» **Brano da leggere**
┄┄┄┄┄┄┄┄┄┄

Dallo spleen a Babbo Natale

di Luciano Caveri

Alla fine ci si attacca a quello che si può per sconfiggere quel lato depressivo che porta l'autunno. Usavo, di tanto in tanto, perché la trovo molto espressiva, quel termine inglese "spleen", che significa "atteggiamento sentimentale malinconico". Poi scopro che è un termine inglese, che arriva dal tedesco, ma ha radici neolatine nel francese antico con "esplen", che sarebbe la milza, che tradisce origini ancora più profonde nel greco antico. Un organo che, nella medicina antica, veniva accusato di produrre un "umor nero" (da cui viene, non a caso, quel termine "melanconia" che significa "vaga tristezza" sempre appunto dalla bile nera, che era uno dei quattro umori cardinali), cosa che piaceva moltissimo ai letterati romantici. Forse la prima volta che ho sentito la parola è in quel passaggio di Cesare Pavese, quando il fascismo lo spedì in confino a Brancaleone in Calabria, e lui usa "spleen" in mezzo a parole italiane, ma lo fa bene, visto che conosceva l'inglese in maniera tale che gli consentiva di essere un'ottimo traduttore di libri. Ecco il passaggio: "non si può niente che valga in questa incertezza di vita, se non assaporare in tutte le sue qualità e quantità più luride la noia, il tedio, la seccaggine, la sgonfia, lo spleen e il mal di pancia. Esercito il più squallido dei passatempi. Acchiappo le mosche, traduco dal greco, mi astengo dal guardare il mare, giro i campi, fumo, tengo lo zibaldone, rileggo la corrispondenza dalla patria, serbo un'inutile castità". Ma poi ricordi che "Spleen" è una raccolta di poesie del grande Charles Baudelaire e della sua celebre:

"Quand le ciel bas et lourd pèse comme un couvercle Sur l'esprit gémissant en proie aux longs ennuis, Et que de l'horizon embrassant tout le cercle Il nous verse un jour noir plus triste que les nuits; Quand la terre est changée en un cachot humide, Où l'Espérance, comme une chauve-souris, S'en va battant les murs de son aile timide Et se cognant la tête à des plafonds pourris; Quand la pluie étalant ses immenses traînées D'une vaste prison imite les barreaux, Et qu'un peuple muet d'infâmes araignées Vient tendre ses filets au fond de nos cerveaux, Des cloches tout à coup sautent avec furie Et lancent vers le ciel un affreux hurlement, Ainsi que des esprits errants et sans patrie Qui se mettent à geindre opiniâtrément.

┄┄┄┄┄┄┄┄┄┄

» **Dati forniti**
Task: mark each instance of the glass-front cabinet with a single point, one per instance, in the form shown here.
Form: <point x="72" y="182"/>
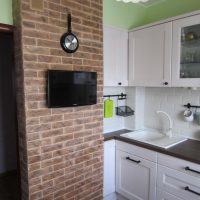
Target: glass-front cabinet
<point x="186" y="52"/>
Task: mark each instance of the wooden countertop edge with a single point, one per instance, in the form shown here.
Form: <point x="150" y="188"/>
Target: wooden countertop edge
<point x="171" y="151"/>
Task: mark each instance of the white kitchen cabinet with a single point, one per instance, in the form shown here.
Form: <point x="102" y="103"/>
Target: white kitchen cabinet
<point x="109" y="167"/>
<point x="178" y="177"/>
<point x="115" y="57"/>
<point x="150" y="56"/>
<point x="186" y="52"/>
<point x="162" y="195"/>
<point x="135" y="176"/>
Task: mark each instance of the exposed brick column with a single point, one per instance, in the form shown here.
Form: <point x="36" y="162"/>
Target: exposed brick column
<point x="61" y="150"/>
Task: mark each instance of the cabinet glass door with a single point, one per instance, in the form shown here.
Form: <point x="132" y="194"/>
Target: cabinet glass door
<point x="190" y="52"/>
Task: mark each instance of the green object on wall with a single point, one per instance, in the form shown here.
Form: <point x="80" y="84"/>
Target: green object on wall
<point x="129" y="15"/>
<point x="108" y="108"/>
<point x="6" y="12"/>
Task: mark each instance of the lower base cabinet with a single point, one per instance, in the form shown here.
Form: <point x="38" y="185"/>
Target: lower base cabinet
<point x="135" y="176"/>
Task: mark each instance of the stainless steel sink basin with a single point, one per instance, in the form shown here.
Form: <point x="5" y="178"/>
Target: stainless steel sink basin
<point x="154" y="138"/>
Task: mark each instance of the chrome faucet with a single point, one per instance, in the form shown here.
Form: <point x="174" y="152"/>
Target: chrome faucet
<point x="169" y="131"/>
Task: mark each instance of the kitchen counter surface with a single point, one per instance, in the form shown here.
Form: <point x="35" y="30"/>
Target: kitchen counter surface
<point x="188" y="150"/>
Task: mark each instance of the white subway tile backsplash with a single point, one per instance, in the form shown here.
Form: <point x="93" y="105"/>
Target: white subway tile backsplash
<point x="171" y="100"/>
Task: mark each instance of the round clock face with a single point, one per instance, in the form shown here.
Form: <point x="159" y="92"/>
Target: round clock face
<point x="69" y="43"/>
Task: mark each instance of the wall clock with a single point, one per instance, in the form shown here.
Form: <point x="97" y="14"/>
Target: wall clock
<point x="69" y="42"/>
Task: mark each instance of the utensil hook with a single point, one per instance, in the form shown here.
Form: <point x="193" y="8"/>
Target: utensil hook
<point x="69" y="19"/>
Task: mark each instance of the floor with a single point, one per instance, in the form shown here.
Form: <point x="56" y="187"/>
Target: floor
<point x="9" y="186"/>
<point x="114" y="196"/>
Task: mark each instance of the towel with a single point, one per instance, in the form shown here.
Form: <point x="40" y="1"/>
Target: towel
<point x="108" y="108"/>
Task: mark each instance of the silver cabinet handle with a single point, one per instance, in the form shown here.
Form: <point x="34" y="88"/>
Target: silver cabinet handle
<point x="192" y="191"/>
<point x="136" y="161"/>
<point x="192" y="170"/>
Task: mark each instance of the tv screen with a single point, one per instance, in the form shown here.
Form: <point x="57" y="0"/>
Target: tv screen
<point x="71" y="88"/>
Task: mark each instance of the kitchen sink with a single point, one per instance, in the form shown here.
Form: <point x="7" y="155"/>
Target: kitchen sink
<point x="155" y="138"/>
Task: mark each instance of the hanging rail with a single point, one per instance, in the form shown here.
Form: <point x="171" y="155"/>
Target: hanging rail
<point x="122" y="95"/>
<point x="191" y="106"/>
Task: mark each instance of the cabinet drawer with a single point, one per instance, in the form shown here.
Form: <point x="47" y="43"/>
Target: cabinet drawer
<point x="179" y="184"/>
<point x="138" y="151"/>
<point x="162" y="195"/>
<point x="180" y="165"/>
<point x="135" y="177"/>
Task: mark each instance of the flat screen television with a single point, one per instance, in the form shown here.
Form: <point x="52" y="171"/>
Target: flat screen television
<point x="71" y="88"/>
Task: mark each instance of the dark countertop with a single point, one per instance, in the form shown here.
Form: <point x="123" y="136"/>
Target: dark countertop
<point x="188" y="150"/>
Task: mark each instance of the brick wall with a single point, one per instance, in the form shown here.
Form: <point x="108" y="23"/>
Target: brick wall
<point x="60" y="149"/>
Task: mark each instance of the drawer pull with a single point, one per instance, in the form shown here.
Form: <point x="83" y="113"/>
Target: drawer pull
<point x="192" y="170"/>
<point x="192" y="191"/>
<point x="136" y="161"/>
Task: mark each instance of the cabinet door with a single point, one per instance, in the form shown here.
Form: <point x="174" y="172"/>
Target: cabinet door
<point x="186" y="52"/>
<point x="115" y="57"/>
<point x="135" y="177"/>
<point x="179" y="184"/>
<point x="150" y="56"/>
<point x="109" y="167"/>
<point x="162" y="195"/>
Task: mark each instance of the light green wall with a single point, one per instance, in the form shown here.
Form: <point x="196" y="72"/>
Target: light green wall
<point x="6" y="12"/>
<point x="171" y="8"/>
<point x="124" y="15"/>
<point x="129" y="15"/>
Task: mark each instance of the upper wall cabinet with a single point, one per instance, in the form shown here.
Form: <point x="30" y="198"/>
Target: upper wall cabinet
<point x="186" y="52"/>
<point x="115" y="57"/>
<point x="150" y="56"/>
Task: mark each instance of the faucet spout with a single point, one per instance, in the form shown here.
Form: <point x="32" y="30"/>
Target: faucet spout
<point x="169" y="131"/>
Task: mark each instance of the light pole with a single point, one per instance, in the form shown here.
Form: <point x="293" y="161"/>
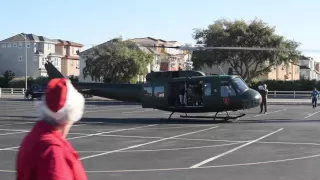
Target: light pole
<point x="26" y="54"/>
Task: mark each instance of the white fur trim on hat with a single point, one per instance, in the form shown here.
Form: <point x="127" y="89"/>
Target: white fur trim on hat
<point x="72" y="110"/>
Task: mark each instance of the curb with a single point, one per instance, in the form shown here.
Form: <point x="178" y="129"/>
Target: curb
<point x="289" y="103"/>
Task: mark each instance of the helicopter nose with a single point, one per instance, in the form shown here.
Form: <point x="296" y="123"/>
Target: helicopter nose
<point x="251" y="98"/>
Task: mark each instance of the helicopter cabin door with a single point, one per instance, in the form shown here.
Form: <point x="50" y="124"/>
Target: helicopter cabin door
<point x="153" y="95"/>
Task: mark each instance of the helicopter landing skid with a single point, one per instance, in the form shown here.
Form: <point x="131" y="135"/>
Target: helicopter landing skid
<point x="224" y="118"/>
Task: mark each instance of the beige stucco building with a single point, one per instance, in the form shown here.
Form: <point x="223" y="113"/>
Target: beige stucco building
<point x="70" y="58"/>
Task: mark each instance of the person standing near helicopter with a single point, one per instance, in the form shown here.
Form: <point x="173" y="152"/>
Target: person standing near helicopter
<point x="314" y="97"/>
<point x="264" y="93"/>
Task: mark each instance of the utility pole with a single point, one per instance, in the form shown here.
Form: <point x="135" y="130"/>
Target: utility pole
<point x="26" y="54"/>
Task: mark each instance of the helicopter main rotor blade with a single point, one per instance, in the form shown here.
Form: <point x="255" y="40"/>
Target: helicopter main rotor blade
<point x="223" y="48"/>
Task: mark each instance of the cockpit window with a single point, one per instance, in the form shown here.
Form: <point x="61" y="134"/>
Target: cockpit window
<point x="239" y="85"/>
<point x="226" y="89"/>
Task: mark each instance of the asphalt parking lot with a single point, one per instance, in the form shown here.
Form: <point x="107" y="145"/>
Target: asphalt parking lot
<point x="123" y="141"/>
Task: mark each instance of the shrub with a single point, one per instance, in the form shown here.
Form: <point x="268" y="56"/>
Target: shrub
<point x="297" y="85"/>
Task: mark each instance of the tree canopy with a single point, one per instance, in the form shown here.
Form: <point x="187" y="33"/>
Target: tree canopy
<point x="246" y="63"/>
<point x="117" y="61"/>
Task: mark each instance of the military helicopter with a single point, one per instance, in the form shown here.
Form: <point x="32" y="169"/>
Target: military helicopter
<point x="180" y="91"/>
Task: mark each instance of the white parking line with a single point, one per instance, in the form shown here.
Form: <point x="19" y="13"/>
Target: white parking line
<point x="108" y="110"/>
<point x="270" y="112"/>
<point x="96" y="134"/>
<point x="234" y="149"/>
<point x="22" y="130"/>
<point x="16" y="123"/>
<point x="311" y="114"/>
<point x="152" y="142"/>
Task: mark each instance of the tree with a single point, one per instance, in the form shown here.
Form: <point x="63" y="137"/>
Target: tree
<point x="246" y="63"/>
<point x="117" y="61"/>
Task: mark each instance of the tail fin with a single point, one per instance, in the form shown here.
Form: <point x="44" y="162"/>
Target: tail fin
<point x="52" y="71"/>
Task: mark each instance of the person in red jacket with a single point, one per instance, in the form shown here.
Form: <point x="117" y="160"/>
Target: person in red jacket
<point x="44" y="152"/>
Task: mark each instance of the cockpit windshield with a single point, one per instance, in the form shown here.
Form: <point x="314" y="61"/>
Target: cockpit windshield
<point x="239" y="85"/>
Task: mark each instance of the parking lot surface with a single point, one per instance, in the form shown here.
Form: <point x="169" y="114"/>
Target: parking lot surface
<point x="118" y="140"/>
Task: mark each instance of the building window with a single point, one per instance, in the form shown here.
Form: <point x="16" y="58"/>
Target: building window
<point x="159" y="91"/>
<point x="147" y="91"/>
<point x="207" y="89"/>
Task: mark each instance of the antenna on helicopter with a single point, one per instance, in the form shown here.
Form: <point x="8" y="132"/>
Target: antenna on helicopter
<point x="222" y="70"/>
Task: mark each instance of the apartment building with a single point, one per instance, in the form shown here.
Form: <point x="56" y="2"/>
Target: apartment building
<point x="32" y="49"/>
<point x="170" y="59"/>
<point x="155" y="66"/>
<point x="287" y="72"/>
<point x="70" y="56"/>
<point x="309" y="68"/>
<point x="282" y="72"/>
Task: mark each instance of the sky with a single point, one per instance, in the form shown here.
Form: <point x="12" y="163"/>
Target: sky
<point x="97" y="21"/>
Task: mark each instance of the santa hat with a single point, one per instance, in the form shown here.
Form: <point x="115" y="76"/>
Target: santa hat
<point x="61" y="102"/>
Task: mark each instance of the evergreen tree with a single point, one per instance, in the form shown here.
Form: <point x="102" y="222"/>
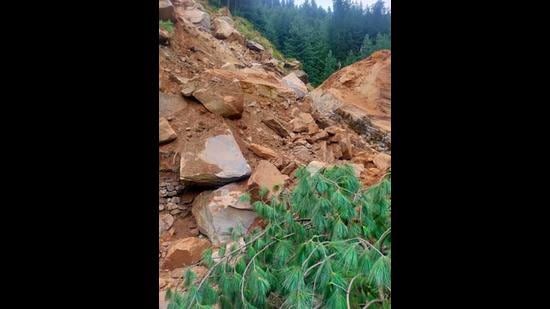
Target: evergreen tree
<point x="331" y="65"/>
<point x="326" y="244"/>
<point x="307" y="32"/>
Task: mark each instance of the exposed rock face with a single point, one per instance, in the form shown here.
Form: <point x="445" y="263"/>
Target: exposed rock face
<point x="220" y="93"/>
<point x="164" y="37"/>
<point x="293" y="82"/>
<point x="214" y="160"/>
<point x="266" y="175"/>
<point x="218" y="211"/>
<point x="276" y="126"/>
<point x="185" y="252"/>
<point x="195" y="16"/>
<point x="255" y="46"/>
<point x="262" y="151"/>
<point x="361" y="94"/>
<point x="166" y="133"/>
<point x="170" y="104"/>
<point x="382" y="161"/>
<point x="166" y="10"/>
<point x="225" y="31"/>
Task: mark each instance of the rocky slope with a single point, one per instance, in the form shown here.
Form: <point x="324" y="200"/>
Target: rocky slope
<point x="233" y="119"/>
<point x="360" y="94"/>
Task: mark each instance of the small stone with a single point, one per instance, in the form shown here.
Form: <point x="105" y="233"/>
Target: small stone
<point x="262" y="151"/>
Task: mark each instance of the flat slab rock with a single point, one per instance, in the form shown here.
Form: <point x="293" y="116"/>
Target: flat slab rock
<point x="218" y="211"/>
<point x="213" y="160"/>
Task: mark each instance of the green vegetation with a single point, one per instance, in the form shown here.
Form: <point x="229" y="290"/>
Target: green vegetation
<point x="327" y="244"/>
<point x="348" y="31"/>
<point x="248" y="30"/>
<point x="166" y="25"/>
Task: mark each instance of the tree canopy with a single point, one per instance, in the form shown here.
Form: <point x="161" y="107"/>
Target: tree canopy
<point x="346" y="33"/>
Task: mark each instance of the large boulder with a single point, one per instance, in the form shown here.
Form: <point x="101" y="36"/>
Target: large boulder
<point x="276" y="126"/>
<point x="220" y="93"/>
<point x="195" y="16"/>
<point x="365" y="85"/>
<point x="266" y="175"/>
<point x="225" y="31"/>
<point x="166" y="133"/>
<point x="262" y="151"/>
<point x="304" y="122"/>
<point x="293" y="82"/>
<point x="166" y="10"/>
<point x="213" y="159"/>
<point x="185" y="252"/>
<point x="218" y="212"/>
<point x="382" y="161"/>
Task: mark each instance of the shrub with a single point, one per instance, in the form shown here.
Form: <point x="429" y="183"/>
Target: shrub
<point x="327" y="244"/>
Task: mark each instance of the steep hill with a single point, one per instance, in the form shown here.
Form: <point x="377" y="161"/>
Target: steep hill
<point x="233" y="119"/>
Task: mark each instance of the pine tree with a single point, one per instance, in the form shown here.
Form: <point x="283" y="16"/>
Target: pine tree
<point x="331" y="65"/>
<point x="327" y="243"/>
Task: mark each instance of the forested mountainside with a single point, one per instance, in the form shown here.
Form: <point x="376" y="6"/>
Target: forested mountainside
<point x="272" y="193"/>
<point x="323" y="40"/>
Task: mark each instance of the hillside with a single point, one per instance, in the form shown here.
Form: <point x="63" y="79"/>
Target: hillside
<point x="235" y="116"/>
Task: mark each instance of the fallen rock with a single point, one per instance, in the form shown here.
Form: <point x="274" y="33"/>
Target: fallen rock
<point x="220" y="93"/>
<point x="213" y="160"/>
<point x="263" y="152"/>
<point x="382" y="161"/>
<point x="365" y="85"/>
<point x="315" y="166"/>
<point x="336" y="150"/>
<point x="266" y="175"/>
<point x="166" y="10"/>
<point x="345" y="145"/>
<point x="170" y="104"/>
<point x="293" y="82"/>
<point x="322" y="135"/>
<point x="225" y="31"/>
<point x="302" y="76"/>
<point x="333" y="130"/>
<point x="255" y="46"/>
<point x="187" y="90"/>
<point x="166" y="133"/>
<point x="276" y="126"/>
<point x="219" y="211"/>
<point x="195" y="16"/>
<point x="185" y="252"/>
<point x="229" y="66"/>
<point x="164" y="37"/>
<point x="289" y="168"/>
<point x="304" y="122"/>
<point x="165" y="222"/>
<point x="326" y="153"/>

┄┄┄┄┄┄┄┄┄┄

» **Consegna dell'esercizio**
Prosegui il brano sullo spleen a partire dall'ultima frase riportata.

» **Risultato del compito**
  • Et de longs corbillards, sans tambours ni musique, Défilent lentement dans mon âme; l'Espoir, Vaincu, pleure, et l'Angoisse atroce, despotique, Sur mon crâne incliné plante son drapeau noir".

Credo che non ci sia nulla da aggiungere, se non che - critico come sono per la continua e persino ossessiva anticipazione del Natale, come raggio di sole nella cupezza stagionale con il vischio e la lucentezza della stella cometa e dell'albero - l'altro giorno mi sono molto divertito quando l'unico dei miei figli a credere ancora a Babbo Natale si è messo a scrivere - per quel che può non avendo ancora quattro anni... - la letterina a Babbo Natale. Sotto dettatura la sua mamma ha eseguito le "comande" con grande minuzia e preparato la busta con destinazione Polo Nord della missiva. E il piccolo Alexis ha scritto con attenzione la sua firma sulla lettera finale: il suo primo contratto con chi deve deve portargli i regali natalizi. Questa storiellina mi apre il cuore: altro che spleen!